▶ Extracted entries
····················
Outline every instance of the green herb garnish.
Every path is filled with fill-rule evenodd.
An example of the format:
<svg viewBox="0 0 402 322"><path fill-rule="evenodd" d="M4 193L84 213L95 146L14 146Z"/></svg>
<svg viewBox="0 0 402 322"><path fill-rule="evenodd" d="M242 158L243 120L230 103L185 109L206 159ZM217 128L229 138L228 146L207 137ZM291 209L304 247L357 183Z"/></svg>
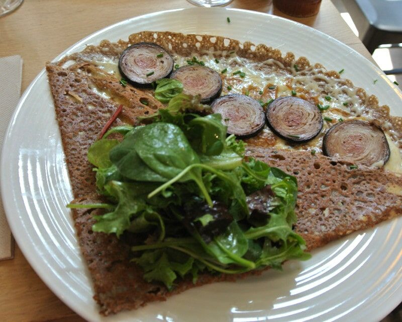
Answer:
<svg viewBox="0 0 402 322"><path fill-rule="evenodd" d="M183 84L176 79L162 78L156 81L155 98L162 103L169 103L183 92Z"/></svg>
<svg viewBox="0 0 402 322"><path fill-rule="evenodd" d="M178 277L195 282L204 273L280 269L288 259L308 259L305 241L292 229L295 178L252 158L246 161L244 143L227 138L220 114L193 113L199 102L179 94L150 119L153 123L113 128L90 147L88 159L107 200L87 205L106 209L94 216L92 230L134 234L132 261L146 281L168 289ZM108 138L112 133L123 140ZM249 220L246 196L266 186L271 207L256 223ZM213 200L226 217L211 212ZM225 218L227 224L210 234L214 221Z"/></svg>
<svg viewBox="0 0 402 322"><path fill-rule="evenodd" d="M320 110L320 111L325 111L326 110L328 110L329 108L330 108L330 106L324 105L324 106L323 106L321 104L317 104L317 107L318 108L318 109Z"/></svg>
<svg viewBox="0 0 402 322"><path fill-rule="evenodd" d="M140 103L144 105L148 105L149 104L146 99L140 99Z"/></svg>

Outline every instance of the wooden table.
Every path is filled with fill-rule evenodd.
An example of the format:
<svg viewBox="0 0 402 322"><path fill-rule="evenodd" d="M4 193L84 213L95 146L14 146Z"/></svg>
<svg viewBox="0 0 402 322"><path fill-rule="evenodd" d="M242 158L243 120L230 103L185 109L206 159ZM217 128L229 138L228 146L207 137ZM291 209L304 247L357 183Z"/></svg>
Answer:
····················
▶ What to work on
Copy verbatim every line of the listing from the one containing "Outline every instance of the wooden table." through the final line of the listing, including both.

▶ The answer
Outline every instance of the wooden table.
Every path is filled with fill-rule evenodd.
An example of the format:
<svg viewBox="0 0 402 322"><path fill-rule="evenodd" d="M4 193L84 213L95 146L14 146Z"/></svg>
<svg viewBox="0 0 402 322"><path fill-rule="evenodd" d="M242 158L243 120L230 103L185 109L206 159ZM217 128L229 138L228 146L207 137ZM291 209L304 247L357 183Z"/></svg>
Answer:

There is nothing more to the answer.